**TASKS AND EXERCISES:**
A – In the thyroid surgery thread, what size range is given for the nodules in the gross description?
B – From the thyroid surgery thread, repeat the part that opens with the words containing "## Lovlkn (Dec" and closes with "of that experience.".

··· GIVEN TEXT

Do not second guess yourself - a thyroid replacement pill isn't a big deal.

Be sure to test your FT-3 and FT-4 every lab and keep a log of doses and any symptoms you may experience.


----------



## kikix5 (Jul 29, 2013)

Mac409 said:


> I had a TT on August 7 th. My needle biopsy had show that my nodules would turn to cancer they said. And I had quite a few over 1 ct on both sides. Turned out no cancer. I am on 125 synthroid. Part of me is sorry that I did it even thou everyone says that it would have been cancerous down the line But they don't have to feel like I feel now, which is tired and dizzy. I am very low on iron, so just started iron pills and I guess eventually the tiredness will pass.


I am sorry about the low iron, I have just been tired and the pain when swallowing is 10/10, it's like I don't even swallow because it hurts so bad. haven't eaten solid food since sunday night. I'm still taking the pain pills and my first dose of synthroid gave me abdominal cramps so bad. see what happens tomorrow

Thank you Lovlkn I will look into the others, This is all new to me. My hormones were always right in the middle of normal and I just have been going by what others said. Thank you for the info on the generic!!


----------



## Lovlkn (Dec 20, 2009)

If you are in that much pain - I bet some of it is from the breathing tube. I had a D&C and my throat hurt more then than post TT and it was due to the breathing tube. I specifically request small breathing tubes when I have surgery because of that experience.

That - however does not help you now. Try to stay ahead of your pain and keep taking your pain meds. The abdominal cramping is likely from the pain meds. I've not heard of anyone having abdominal cramping from a thyroid med.

Putting a cold pack on your throat may also help with the pain -


----------



## kikix5 (Jul 29, 2013)

Well, that pathologist wouldn't call me back but the secretary in the lab did and all she could tell me that my report was the final report, there was nothing else. I called my new endo and faxed them the report. He called me back and asked to see me on Monday. (I think they felt bad as I kept breaking down in tears) I think I have the right to know what actually was found in the biopsy. The full report is:

A. Thryroid, total thyroidectomy:multinodular goiter- a single fragment of parathyroid tissue with no significant histopathologic changes.

A: thyroid, double taill stitch on right superior pole, single tail stitch on left superior pole 
Gross description: Received in formalin, labeled w patients name, number and "thyroid", is a total thyroid glad 15.1 gm, 5.4 x 0.8 x 1.1 cm. Parathyroid glands are not identified. The specimen is received oriented with stitches, double tail stitch at right superior pole and single tail stitch at left superior pole. The outer surface is red, brown and smooth. The entire specimen is inked in black. The cut surface is red-brown and focally nodular. The nodules range from 0.2-1.2 cm in greatest dimension. The nodules are present at the lower poles of the right and left lobes. The nodules are red to pink and contain gelatinous material and cystic areas. The largest nodule is present at the right lower lobe and measures one point by 2 x 1.2 x 1.2 cm. this nodule contains a central scar with calcification. Areas of hemorrhage or necrosis are not present. Representative sections are submitted in 8 cassettes. the remainder of the specimen is retained.

······
··· MATERIAL SUPPLIED

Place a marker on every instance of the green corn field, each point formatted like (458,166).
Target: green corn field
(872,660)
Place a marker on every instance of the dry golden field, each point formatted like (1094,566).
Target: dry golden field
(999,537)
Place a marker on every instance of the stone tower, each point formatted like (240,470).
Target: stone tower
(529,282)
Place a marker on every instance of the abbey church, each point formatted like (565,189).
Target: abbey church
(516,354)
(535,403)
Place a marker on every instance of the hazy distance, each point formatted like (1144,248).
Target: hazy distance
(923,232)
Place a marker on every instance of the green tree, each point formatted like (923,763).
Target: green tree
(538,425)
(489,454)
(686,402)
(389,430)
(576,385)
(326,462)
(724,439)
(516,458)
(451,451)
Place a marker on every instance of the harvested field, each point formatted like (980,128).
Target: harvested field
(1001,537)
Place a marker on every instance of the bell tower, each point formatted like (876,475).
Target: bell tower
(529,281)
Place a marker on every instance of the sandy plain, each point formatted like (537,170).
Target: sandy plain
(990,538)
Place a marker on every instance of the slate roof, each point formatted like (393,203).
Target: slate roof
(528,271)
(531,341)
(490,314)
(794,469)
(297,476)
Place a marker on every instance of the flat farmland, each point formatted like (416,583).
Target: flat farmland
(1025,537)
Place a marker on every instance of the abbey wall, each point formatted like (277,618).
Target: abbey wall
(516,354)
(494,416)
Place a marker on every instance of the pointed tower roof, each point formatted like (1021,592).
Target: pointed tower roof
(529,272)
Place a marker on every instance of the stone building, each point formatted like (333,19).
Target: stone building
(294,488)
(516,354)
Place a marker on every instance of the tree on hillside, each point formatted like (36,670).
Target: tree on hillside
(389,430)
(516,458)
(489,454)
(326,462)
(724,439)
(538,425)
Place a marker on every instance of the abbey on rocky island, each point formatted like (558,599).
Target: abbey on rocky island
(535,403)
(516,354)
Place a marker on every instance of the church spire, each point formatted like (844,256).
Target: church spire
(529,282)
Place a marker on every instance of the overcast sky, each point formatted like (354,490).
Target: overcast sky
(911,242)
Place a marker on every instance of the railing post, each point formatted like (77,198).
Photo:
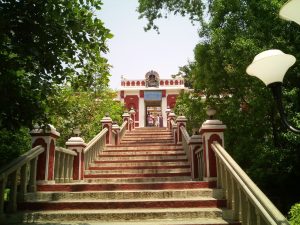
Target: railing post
(211,130)
(47,138)
(194,146)
(126,117)
(171,116)
(180,122)
(132,116)
(116,130)
(107,123)
(77,145)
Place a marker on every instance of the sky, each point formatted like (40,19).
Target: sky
(133,52)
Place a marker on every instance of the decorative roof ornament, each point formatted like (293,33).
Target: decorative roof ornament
(152,79)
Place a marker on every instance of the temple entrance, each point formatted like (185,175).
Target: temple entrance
(153,114)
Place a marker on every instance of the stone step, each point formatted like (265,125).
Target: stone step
(138,171)
(149,141)
(152,135)
(130,167)
(143,148)
(187,221)
(121,158)
(79,187)
(139,163)
(146,144)
(155,174)
(124,204)
(125,194)
(136,179)
(143,162)
(118,215)
(142,152)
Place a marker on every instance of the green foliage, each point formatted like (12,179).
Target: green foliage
(43,43)
(232,33)
(294,214)
(13,144)
(84,110)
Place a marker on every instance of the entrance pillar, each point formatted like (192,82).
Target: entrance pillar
(211,130)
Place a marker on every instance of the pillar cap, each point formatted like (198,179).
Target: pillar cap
(106,119)
(171,114)
(195,139)
(181,119)
(125,114)
(75,141)
(44,130)
(212,125)
(115,127)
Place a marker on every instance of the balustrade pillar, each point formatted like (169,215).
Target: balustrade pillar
(180,122)
(116,130)
(211,130)
(132,116)
(126,117)
(107,123)
(77,145)
(196,154)
(171,117)
(46,137)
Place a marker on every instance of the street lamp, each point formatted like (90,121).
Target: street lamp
(270,66)
(290,11)
(168,110)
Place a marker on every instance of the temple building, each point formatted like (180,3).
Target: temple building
(150,96)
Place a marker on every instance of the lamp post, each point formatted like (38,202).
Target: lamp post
(290,11)
(270,66)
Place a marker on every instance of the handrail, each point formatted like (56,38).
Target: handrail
(94,147)
(20,161)
(95,139)
(263,206)
(123,129)
(64,150)
(185,134)
(185,142)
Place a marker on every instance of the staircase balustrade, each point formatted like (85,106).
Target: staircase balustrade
(185,142)
(249,204)
(123,129)
(63,170)
(94,147)
(19,172)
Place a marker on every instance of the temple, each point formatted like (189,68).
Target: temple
(150,96)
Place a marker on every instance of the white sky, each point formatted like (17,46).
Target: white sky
(134,52)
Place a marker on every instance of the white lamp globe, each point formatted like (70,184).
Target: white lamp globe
(291,11)
(270,66)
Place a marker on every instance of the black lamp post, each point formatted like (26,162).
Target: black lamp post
(270,66)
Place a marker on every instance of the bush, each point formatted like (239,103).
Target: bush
(294,214)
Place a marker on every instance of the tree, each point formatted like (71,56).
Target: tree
(82,109)
(232,33)
(43,43)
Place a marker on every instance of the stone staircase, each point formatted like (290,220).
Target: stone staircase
(144,180)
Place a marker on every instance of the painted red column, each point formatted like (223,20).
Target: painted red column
(211,130)
(77,145)
(132,116)
(195,144)
(171,117)
(126,117)
(107,123)
(116,130)
(181,122)
(45,136)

······

**RESULTS BY TASK:**
A – The nodules range from 0.2 to 1.2 cm in greatest dimension.

B –
## Lovlkn (Dec 20, 2009)

If you are in that much pain - I bet some of it is from the breathing tube. I had a D&C and my throat hurt more then than post TT and it was due to the breathing tube. I specifically request small breathing tubes when I have surgery because of that experience.